*SOURCE DOCUMENT*:
=======
Obviously, these results would need to be achieved by equations and parameterizations that matched the real world. If “tweaking” requires non-physical laws then that would create questions. Well, more on this also in later posts.
More model shots.. The top graphic is the one of interest. This is actual temperature (average 1980-1999) in contours with the shading denoting the model error (actual minus model values). Light blue and light orange (or is it white?) are good..
Actual 1980-1999 temperature with shading denoting model error (top graphic)
The model error is not so bad. Not perfect though. (Note that for some reason, not explained, the land temperature average is over a different time period than sea surface temperatures).
Temperature range:
1980-1999 Temperature range in each location and Model error in temperature range
The standard deviation in temperature gives a measure of the range of temperatures experienced. The colors on the globe indicate the difference between the observed and simulated standard deviation of temperatures.
Simplifying, the light blue and light orange areas are where the models are best at working out the monthly temperature range. The darker colors are where the models are worse. Looks pretty good.
Rainfall:
Actual Rainfall vs Model Rainfall, 1980-99
This one is awesome. Remember that rainfall is calculated by physical processes. Temperature, available water sources, clouds, temperature changes, winds, convection..
Ocean temperature:
Ocean potential temperature and model error 1957-1990
Ocean potential temperature, what’s that? Think of it as the real temperature with unstable up and down movements factored out, or read about potential temperature.. Note that the contours are the measurements (averaged over 34 years) and the shaded colors are the deviations of actual – model. So once again the light blue and light orange are very close to reality, the darker colors are further away from reality.
This one you would expect to be easier to get right than rainfall, but still, looking good.
Conclusion
It’s just the start of the journey into models. There will be more, next we will look at Models Off the Catwalk. So if you have comments it’s perhaps not necessary to write your complete thoughts on past climate, chaos.. Interesting, constructive and thoughtful comments are welcome and encouraged, of course. As are questions.
=======
*DIRECTIVE 1*: Translate this sentence from the post on climate model results into Spanish: "Remember that rainfall is calculated by physical processes."

*DATASET ROWS*:
=======
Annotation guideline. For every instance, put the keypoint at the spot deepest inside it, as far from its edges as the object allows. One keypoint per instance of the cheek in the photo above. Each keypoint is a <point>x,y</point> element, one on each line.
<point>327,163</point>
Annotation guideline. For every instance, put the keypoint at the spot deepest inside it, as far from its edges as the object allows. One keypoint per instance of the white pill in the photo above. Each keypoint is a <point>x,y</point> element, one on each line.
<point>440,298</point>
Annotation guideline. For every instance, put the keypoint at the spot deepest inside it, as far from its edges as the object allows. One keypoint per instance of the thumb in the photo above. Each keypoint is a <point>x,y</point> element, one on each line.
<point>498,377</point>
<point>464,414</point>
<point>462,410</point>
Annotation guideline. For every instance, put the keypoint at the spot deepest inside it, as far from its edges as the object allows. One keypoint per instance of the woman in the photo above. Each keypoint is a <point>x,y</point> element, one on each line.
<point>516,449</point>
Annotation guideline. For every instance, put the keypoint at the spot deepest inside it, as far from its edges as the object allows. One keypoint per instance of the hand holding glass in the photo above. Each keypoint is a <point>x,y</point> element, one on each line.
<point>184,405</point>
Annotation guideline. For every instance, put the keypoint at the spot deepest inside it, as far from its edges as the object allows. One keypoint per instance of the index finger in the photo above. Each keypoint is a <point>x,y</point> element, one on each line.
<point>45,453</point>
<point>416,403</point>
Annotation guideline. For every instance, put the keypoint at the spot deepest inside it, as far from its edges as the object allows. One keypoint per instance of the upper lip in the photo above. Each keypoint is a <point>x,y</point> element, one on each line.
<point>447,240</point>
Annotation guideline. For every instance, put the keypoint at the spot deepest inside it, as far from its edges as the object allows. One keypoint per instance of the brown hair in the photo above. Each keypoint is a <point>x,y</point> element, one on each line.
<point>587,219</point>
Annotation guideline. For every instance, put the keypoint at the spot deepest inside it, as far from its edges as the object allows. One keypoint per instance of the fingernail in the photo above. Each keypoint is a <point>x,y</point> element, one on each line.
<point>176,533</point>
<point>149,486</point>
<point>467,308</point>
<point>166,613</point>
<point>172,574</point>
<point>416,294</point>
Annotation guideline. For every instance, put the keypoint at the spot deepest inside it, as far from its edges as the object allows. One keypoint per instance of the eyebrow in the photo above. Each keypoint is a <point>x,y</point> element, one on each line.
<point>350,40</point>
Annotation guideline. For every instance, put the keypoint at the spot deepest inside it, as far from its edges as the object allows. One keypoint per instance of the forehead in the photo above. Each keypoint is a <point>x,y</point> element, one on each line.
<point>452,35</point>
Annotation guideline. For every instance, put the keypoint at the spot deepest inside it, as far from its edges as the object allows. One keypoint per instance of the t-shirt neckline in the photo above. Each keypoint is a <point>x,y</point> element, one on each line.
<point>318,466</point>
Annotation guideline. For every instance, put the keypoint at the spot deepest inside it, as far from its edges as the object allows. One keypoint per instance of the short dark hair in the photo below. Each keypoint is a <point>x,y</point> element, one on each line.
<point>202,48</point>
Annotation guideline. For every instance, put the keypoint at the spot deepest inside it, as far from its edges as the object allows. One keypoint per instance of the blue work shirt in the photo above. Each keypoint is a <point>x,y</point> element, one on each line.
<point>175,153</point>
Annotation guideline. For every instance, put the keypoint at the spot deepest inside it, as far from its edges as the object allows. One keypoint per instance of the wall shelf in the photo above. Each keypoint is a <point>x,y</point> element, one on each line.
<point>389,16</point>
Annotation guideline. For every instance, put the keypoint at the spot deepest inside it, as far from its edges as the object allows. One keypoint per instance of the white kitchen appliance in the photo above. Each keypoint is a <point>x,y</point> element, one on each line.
=======
*DIRECTIVE 2*: Rewrite the entries as a numbered list, without blank lines, starting at the line with "of the wall" and running up to and including the last line of the entries.

*FULL ANSWER 1*: Recuerde que la lluvia se calcula mediante procesos físicos.

*FULL ANSWER 2*:
1. Annotation guideline. For every instance, put the keypoint at the spot deepest inside it, as far from its edges as the object allows. One keypoint per instance of the wall shelf in the photo above. Each keypoint is a <point>x,y</point> element, one on each line.
2. <point>389,16</point>
3. Annotation guideline. For every instance, put the keypoint at the spot deepest inside it, as far from its edges as the object allows. One keypoint per instance of the white kitchen appliance in the photo above. Each keypoint is a <point>x,y</point> element, one on each line.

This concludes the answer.